▶ 所选文字:
《资本论》及其手稿对法与经济关系的重大揭示与现实启示

2022-11-21 12:29吕立志
关键词:资本论资本主义变革

张 蓉,吕立志

(1.南京航空航天大学马克思主义学院,江苏南京211106;2.安徽工业大学马克思主义学院,安徽马鞍山243002)

《资本论》中论及法律问题的地方有一百多处[1],其法律思想虽然系统性不太完整,只是零散地分布于各卷,但仍然可以从《资本论》及其手稿①即《1857—1858年经济学手稿》《1861—1863年经济学手稿》和《1863—1865年经济学手稿》。中爬梳、整理出马克思法律思想的历史轨迹以及关于资本主义法律的产生根源、内在本质和发展变革的整体性描述,从而揭示法与经济的本质关系,解蔽资本主义的“法的现象”。

一、解蔽“法的产生”:资本主义法律产生的经济根源

资本主义法律产生的经济根源在于资本主义生产关系的确立。资本主义生产关系最显著的特征就是资本雇佣劳动制。在工业革命的技术推动下,旧有的简单商品交换关系被逐步瓦解,在土地的市场化与劳动力的自由买卖、劳动分工的不断扩大之中,资本主义生产关系得以确立。

▶ 任务说明:
请将所选文字从“2022-11-21 12:29吕立志”一直到“不断扩大之中,资本主义生产关系得以确立。”的部分重新写出，并把其中的“工业革命”换成“产业革命”。 下列列表与所选文字没有关系。

▶ 所给信息:

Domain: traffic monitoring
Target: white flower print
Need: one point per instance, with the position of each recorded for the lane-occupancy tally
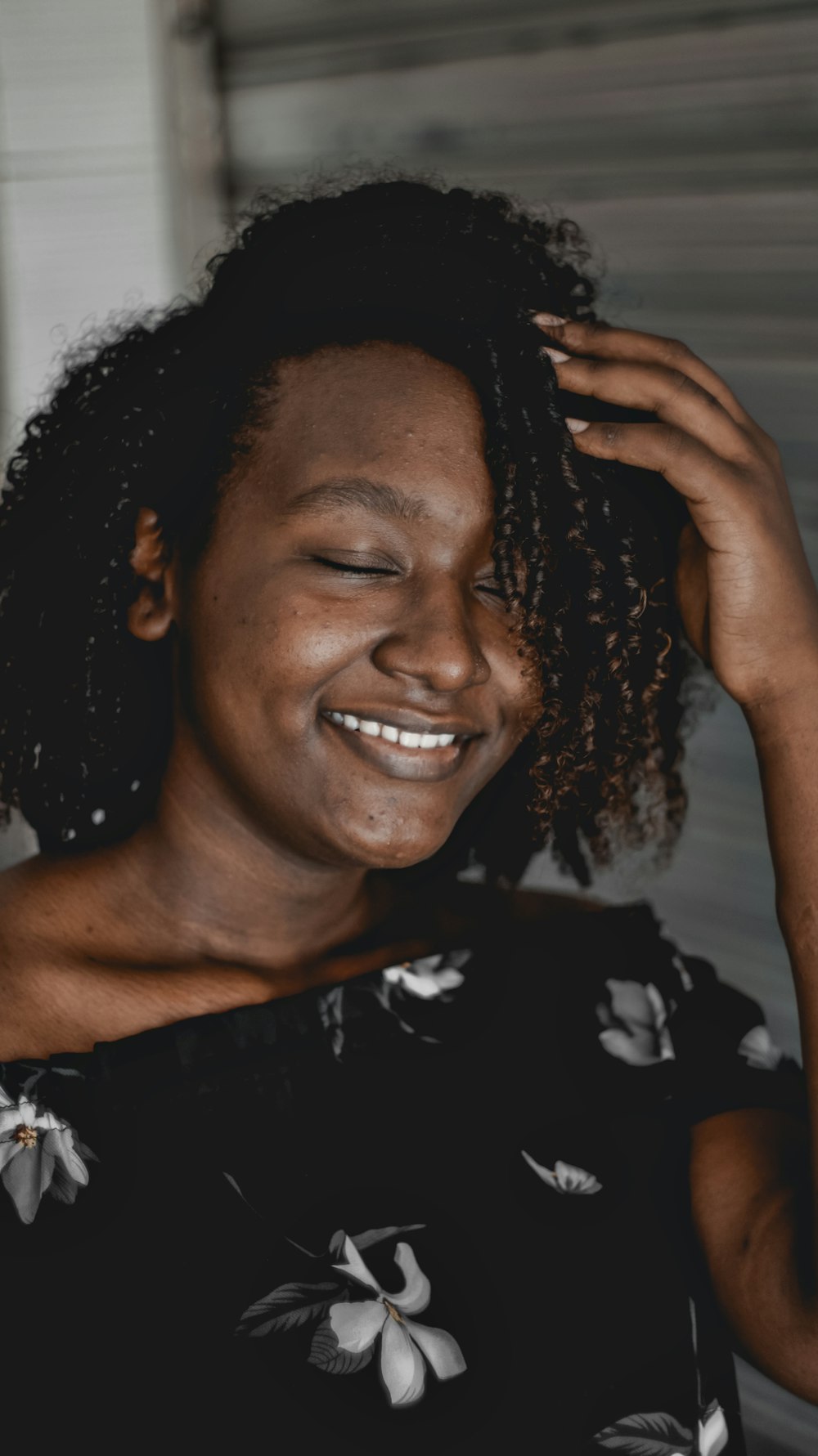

▶ 本题结果:
2022-11-21 12:29吕立志
关键词:资本论资本主义变革

张 蓉,吕立志

(1.南京航空航天大学马克思主义学院,江苏南京211106;2.安徽工业大学马克思主义学院,安徽马鞍山243002)

《资本论》中论及法律问题的地方有一百多处[1],其法律思想虽然系统性不太完整,只是零散地分布于各卷,但仍然可以从《资本论》及其手稿①即《1857—1858年经济学手稿》《1861—1863年经济学手稿》和《1863—1865年经济学手稿》。中爬梳、整理出马克思法律思想的历史轨迹以及关于资本主义法律的产生根源、内在本质和发展变革的整体性描述,从而揭示法与经济的本质关系,解蔽资本主义的“法的现象”。

一、解蔽“法的产生”:资本主义法律产生的经济根源

资本主义法律产生的经济根源在于资本主义生产关系的确立。资本主义生产关系最显著的特征就是资本雇佣劳动制。在产业革命的技术推动下,旧有的简单商品交换关系被逐步瓦解,在土地的市场化与劳动力的自由买卖、劳动分工的不断扩大之中,资本主义生产关系得以确立。